» TASKS:
(a) In the condolence thread, where does coppers-mom say her old boy died?
(b) List every username that heads a post in the condolence thread.
(c) Echo the passage of the condolence thread that begins at the words "I am so sorry it" and stops after "for your pain.".
* START EXTRACTED TEXT *
# Just lost my best friend



## Braccarius (Sep 8, 2008)

My sincerest condolences. Take comfort in knowing that you are the envy of almost everybody on this board who has had to help a dog on to the other side. Sounds like he passed with little to no pain... and in the arms of the person he loved most on this planet... 

Again... my sympathies truly.... I cannot imagine the pain.


----------



## Muddypaws (Apr 20, 2009)

I am so terribly sorry for you. How sad and yet how poignant, he called for and your were there to be with him. That is special and with time you will find some peace in that. Bless you and Shadow, I am sending many {{{{HUGS}}}} your way.


----------



## CAGK71 (Oct 22, 2010)

Welcome to GRF. I'm so sorry you found us at such a sad time with the passing of your Shadow. When you are ready to share with us some stories of Shadow and your life with him, we will be here to listen. Post pics too if you like.

RIP Shadow, run free and sleep slowly at the bridge with your new friends.


----------



## Karen519 (Aug 21, 2006)

*So sorry*

I am so very sorry about your sweet Golden, Shadow, but what a perfect way for Shadow to go with you by his side-with no suffering.


----------



## coppers-mom (Jan 9, 2009)

I am so sorry it was Shadow's time to go, but so glad you could be there to help ease his way.

I too told my old boy it was okay to go back in October. He also went peacefully and with no pain although at the vet's office. I think it helps them to be told it is okay to go even though we wish they could stay.

Big hugs to you. I am so sorry for your pain.


----------



## Rob's GRs (Feb 25, 2007)

I am sorry to read of your loss of Shadow. Do you have any pictures of him you can post here?
* END EXTRACTED TEXT *
* START GIVEN INFORMATION *
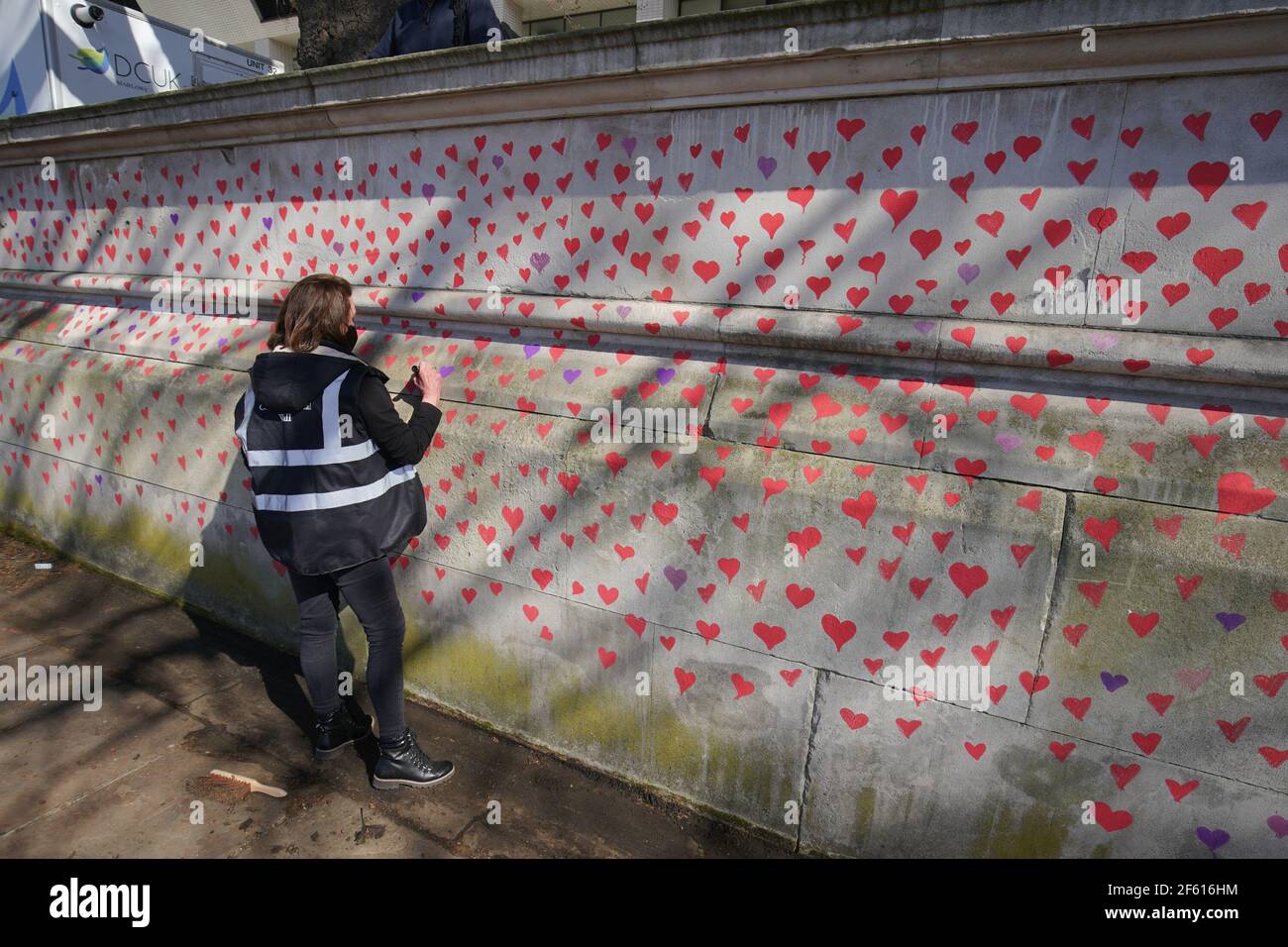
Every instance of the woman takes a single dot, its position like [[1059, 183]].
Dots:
[[335, 492]]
* END GIVEN INFORMATION *
» SOLUTION SET:
(a) At the vet's office.

(b) Braccarius, Muddypaws, CAGK71, Karen519, coppers-mom, Rob's GRs

(c)
I am so sorry it was Shadow's time to go, but so glad you could be there to help ease his way.

I too told my old boy it was okay to go back in October. He also went peacefully and with no pain although at the vet's office. I think it helps them to be told it is okay to go even though we wish they could stay.

Big hugs to you. I am so sorry for your pain.